Excerpt to read >>
····················

One source of this problem is a research framework called null-hypothesis significance testing (NHST). For those of you who aren't knee-deep in doing or reading primary research, this is where the now-common phrase "significant results" comes from. Basically, NHST begins with the idea that there is no effect of whatever it is you are researching- a type of classroom instruction, a pill, whatever. If you collect your data, run your stats, and then get something called a p-value that is small enough, you get to reject the idea that there was no effect of the instruction or the pill. This lets you say your study (or, your instruction or your pill) has siginificant results, because it is different than nothing. p-values are malleable little things, and very sensitive to sample size; large samples with very small effects will be "significant" while smaller samples with medium to large effect sizes might end up being "non-significant" (this is a concept called power in statistics). The thing is, this p-value says nothing about how large the effect is; the word "significant" only means that it passed some (arbitrary) threshold. Now, people do tend to look at how big the difference is (an effect size), but the results of the significance test tend to overshadow other results, and lead to biases in publication (no significant effect = much lower chance of getting published).

Andrew Gelman, a statistician working in the social sciences, recently wrote a piece about how the idea of things having absolutely no effect is kind of absurd. Rather, he advocates moving from attempting to "discover" an effect to "measuring" the size of the effect, or creating models that best explain what is going on. This is right in line with a recent statement by the American Statistical Association calling for a major move away from p-values as the be-all-end-all in research (on a side note: if you do quantitative research, or know people who do, read that statement). Thinking about this for L2 research, it really strikes a chord for me- after all, even very bad L2 instruction results in some kind of learning or development. The more important question is how much?

In L2 research, I think it is fair to say that we're still primarily in an NHST mode of thinking (though we are seeing changes and improvements). We're asking questions like Does working memory have an effect on reading comprehension? and Does explicit instruction have an effect on the processing of case marking?  instead of asking how much of an effect or to what degree. And while L2 research is not unique among social science disciplines in its preference for NHST and p-value uber alles evaluation of research findings, I do wonder if certain theoretical concerns have contributed to the popularization and entrenchment of NHST in the field.

····················

Given data >>

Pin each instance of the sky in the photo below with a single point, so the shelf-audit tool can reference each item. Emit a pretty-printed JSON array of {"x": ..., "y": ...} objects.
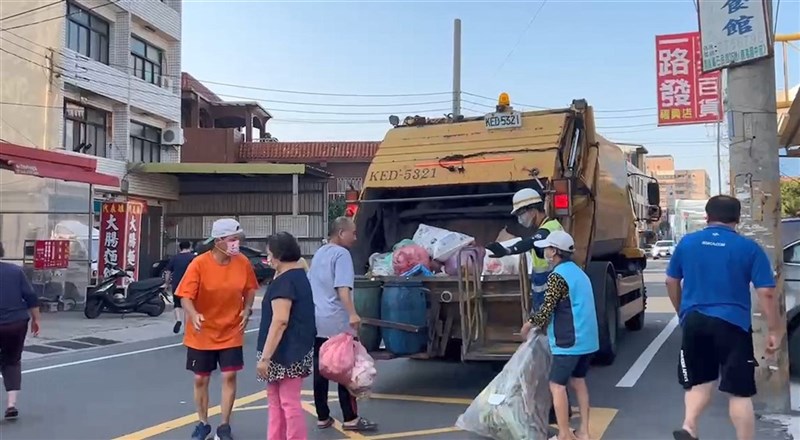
[{"x": 541, "y": 53}]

····················

Write out the stretch of the excerpt on significance testing from "Andrew Gelman, a" through "is how much?", word for word. Work only from the excerpt on significance testing.

Solution to the problem >>
Andrew Gelman, a statistician working in the social sciences, recently wrote a piece about how the idea of things having absolutely no effect is kind of absurd. Rather, he advocates moving from attempting to "discover" an effect to "measuring" the size of the effect, or creating models that best explain what is going on. This is right in line with a recent statement by the American Statistical Association calling for a major move away from p-values as the be-all-end-all in research (on a side note: if you do quantitative research, or know people who do, read that statement). Thinking about this for L2 research, it really strikes a chord for me- after all, even very bad L2 instruction results in some kind of learning or development. The more important question is how much?